## start Provided information

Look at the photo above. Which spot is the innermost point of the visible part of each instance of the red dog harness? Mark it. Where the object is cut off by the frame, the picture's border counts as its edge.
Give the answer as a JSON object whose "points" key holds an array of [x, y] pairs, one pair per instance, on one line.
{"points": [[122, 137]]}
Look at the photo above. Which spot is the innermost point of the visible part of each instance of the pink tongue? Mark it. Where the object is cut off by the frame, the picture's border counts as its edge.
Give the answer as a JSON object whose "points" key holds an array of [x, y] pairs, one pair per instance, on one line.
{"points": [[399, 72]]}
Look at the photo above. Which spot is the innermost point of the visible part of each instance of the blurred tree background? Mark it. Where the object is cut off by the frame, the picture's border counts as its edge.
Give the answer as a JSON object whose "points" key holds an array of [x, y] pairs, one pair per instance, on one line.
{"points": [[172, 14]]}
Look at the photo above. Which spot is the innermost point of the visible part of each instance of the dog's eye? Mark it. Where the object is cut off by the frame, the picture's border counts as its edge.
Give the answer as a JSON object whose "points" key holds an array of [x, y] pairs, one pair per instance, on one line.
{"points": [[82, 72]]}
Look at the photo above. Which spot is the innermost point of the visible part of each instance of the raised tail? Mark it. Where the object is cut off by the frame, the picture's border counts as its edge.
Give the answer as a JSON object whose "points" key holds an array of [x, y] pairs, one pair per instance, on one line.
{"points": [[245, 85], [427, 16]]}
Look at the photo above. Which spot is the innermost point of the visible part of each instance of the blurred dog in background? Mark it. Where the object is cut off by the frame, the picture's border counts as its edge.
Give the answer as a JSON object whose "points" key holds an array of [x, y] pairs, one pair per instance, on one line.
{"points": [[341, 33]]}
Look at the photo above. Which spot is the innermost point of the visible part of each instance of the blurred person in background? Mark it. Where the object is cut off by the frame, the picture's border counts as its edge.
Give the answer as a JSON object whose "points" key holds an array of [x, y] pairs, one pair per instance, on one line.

## end Provided information

Rewrite all the records above, changing every "innermost point" to "deepest interior point" and leaving everything else as it is.

Look at the photo above. Which spot is the deepest interior point of the visible part of each instance of the red dog harness? Mark it. Where the object is cut off by the frame, the picture's border counts as its edge.
Give the answer as a JSON object whose "points" key holds an array of [x, y] pairs, one pair per instance, on one line.
{"points": [[122, 137]]}
Look at the photo above. Which spot is the deepest interior point of the visible part of each instance of the pink tongue? Mark it. Where the object is cut off by the frame, the picture's border counts as its edge.
Give the answer as a JSON object whose "points" key holds an array of [x, y] pairs, one pair per instance, on one line.
{"points": [[399, 72]]}
Look at the photo above. Which spot is the deepest interior point of the visible part of each instance of the blurred tree background? Mark it. Where the object is cut off by the frame, the picture's border counts as its edge.
Give the answer as a JSON object whose "points" key holds an array of [x, y] pairs, one pair per instance, on one line.
{"points": [[172, 14]]}
Look at the photo above. Which spot is the deepest interior point of the visible part of each instance of the dog's eye? Mark it. Where the object is cut off by the frame, the picture's border counts as its edge.
Give the answer as a JSON object whose "points" key holds an array of [x, y] pairs, one pair per instance, on one line.
{"points": [[82, 72]]}
Look at the photo above. Which spot is the deepest interior point of the visible part of each instance of the raised tail? Mark it. Where the object is cut off by the frame, the picture's border counts as its edge.
Give the answer as a JSON object whose "points" key holds an array of [x, y] pairs, one pair per instance, on one line.
{"points": [[245, 85], [427, 16]]}
Look at the photo above. Which spot is the deepest interior point of the visible part of each instance of the blurred dog in background? Mark it. Where the object is cut off by the frame, the picture's border counts as its edge.
Give the answer as a JSON object whose "points" key holds an array of [x, y] pairs, one pair per instance, on one line.
{"points": [[341, 33]]}
Look at the photo above. Which spot is the deepest interior point of the visible part of each instance of the blurred person in background? Mark it. Where the object is cut off by the frame, the picture's border counts as its edge.
Give the answer as a JSON object whose "points" key holds an array of [x, y] pairs, one pair per instance, on one line.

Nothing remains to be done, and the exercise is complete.